▶ Consigne
Répondez à ces questions d'après l'extrait sur Hébert :
(a) Pendant combien d'années la série de ses œuvres italiennes se succède-t-elle de Salon en Salon ?
(b) Quelles estampes ont rendu ces œuvres populaires ?
(c) À quelle école Hébert appartient-il ?

▶ Extrait source
====
Il partit : on peut dire que ce fut pour toujours. Dès lors, pendant quinze ans, de Salon en Salon, se succède la série de ses œuvres italiennes, les Cervaroles, les Fienaroles, Zingara ou la Lavandara. Elles sont célèbres. Les estampes de Goupil les ont rendues populaires. Je crains que nous ne soyons devenus moins sensibles à leur charme. On surprendrait beaucoup de monde, si on montrait dans ces peintures les chefs-d’œuvre du « naturalisme. » Et pourtant, je n’invente rien : Hébert est de l’« école de 1850, » de cette génération des Millet, des Courbet, qui marque la chute du romantisme, le retour à la réalité. Je doute même que personne en ait plus sévèrement appliqué le programme. Toutes ses figures sont des portraits et même, selon la stricte observance réaliste, des gens du peuple, des paysans. Hébert, dans ses œuvres d’Italie, est aussi « rustique » que Millet, beaucoup plus que Courbet, lequel le plus souvent n’est que trivial et roturier. Mais ceux-ci sont des philanthropes, des orateurs ou des tribuns. Ils mettent dans leur art une masse d’intentions. Hébert n’y a jamais cherché que la beauté.
====
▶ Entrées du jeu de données
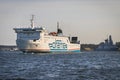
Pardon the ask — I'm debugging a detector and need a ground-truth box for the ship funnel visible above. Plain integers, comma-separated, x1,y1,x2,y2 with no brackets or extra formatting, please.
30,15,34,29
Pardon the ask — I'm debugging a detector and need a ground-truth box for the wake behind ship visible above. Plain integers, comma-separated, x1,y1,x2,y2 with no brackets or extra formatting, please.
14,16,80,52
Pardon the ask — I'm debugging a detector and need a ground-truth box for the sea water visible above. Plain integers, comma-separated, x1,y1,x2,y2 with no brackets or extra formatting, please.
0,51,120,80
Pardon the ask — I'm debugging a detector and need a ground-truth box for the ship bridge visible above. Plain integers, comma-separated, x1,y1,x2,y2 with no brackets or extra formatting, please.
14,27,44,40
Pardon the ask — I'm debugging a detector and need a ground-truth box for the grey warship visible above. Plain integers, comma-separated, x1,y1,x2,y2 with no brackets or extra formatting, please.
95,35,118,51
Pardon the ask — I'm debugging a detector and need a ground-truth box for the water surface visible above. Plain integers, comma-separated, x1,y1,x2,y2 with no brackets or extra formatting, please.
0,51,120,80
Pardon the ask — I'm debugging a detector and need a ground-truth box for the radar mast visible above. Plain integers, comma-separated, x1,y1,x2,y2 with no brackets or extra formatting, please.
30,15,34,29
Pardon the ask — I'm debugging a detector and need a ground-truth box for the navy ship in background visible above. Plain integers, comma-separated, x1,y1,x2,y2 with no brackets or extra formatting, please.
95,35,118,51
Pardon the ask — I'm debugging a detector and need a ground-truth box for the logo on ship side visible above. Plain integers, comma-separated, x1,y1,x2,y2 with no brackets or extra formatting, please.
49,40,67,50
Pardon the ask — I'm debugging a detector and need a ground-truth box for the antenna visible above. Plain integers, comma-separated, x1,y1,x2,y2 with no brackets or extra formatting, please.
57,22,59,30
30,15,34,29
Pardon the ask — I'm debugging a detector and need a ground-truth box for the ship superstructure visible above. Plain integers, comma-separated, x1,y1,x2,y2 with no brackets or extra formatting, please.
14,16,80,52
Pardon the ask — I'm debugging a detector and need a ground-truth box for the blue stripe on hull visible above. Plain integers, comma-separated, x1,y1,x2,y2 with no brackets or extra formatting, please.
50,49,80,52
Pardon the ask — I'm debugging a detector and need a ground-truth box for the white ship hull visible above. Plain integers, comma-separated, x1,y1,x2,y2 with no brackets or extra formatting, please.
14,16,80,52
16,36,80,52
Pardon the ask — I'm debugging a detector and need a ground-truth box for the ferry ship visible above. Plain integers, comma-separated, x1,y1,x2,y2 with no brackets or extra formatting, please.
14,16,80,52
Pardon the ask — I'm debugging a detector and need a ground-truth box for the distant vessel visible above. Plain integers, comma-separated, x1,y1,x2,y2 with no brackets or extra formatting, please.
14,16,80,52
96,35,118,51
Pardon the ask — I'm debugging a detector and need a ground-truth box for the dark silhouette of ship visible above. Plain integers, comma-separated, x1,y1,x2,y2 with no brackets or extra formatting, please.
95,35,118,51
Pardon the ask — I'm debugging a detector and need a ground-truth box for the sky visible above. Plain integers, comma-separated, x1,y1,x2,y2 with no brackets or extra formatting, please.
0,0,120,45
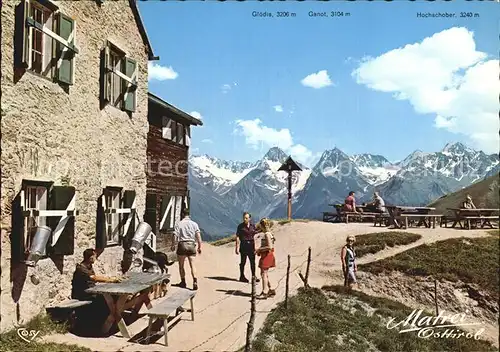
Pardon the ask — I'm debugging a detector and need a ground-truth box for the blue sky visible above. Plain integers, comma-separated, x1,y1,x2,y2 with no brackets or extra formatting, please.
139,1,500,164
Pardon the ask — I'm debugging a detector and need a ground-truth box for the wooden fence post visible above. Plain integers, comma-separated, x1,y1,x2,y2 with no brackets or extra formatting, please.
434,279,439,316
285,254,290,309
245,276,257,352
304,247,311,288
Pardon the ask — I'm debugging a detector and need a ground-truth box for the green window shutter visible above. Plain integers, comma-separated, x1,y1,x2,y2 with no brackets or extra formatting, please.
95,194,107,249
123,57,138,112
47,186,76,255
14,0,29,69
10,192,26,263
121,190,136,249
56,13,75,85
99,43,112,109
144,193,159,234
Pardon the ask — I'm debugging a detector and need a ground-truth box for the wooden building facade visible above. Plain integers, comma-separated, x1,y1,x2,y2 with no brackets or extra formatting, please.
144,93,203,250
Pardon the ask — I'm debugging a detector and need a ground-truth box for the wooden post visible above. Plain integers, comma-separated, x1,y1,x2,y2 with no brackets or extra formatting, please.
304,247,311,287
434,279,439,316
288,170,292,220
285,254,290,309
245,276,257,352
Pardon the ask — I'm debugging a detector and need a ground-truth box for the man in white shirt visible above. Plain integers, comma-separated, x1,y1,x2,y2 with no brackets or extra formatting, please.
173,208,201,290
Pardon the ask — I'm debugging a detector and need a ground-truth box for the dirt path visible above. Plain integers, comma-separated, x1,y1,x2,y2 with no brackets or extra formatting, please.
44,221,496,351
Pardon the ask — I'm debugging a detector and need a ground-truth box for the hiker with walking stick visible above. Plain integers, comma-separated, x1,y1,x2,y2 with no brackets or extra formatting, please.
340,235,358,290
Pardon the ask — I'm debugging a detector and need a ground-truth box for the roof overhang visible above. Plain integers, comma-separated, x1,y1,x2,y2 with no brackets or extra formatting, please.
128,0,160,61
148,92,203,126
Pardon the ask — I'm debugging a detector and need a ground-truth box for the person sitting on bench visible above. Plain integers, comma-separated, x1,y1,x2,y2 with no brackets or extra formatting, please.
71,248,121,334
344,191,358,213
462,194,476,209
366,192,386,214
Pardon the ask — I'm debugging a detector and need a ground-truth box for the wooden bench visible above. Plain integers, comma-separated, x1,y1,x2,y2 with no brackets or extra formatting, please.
====
▶ Réponse
(a) Pendant quinze ans.
(b) Les estampes de Goupil.
(c) À l'« école de 1850 ».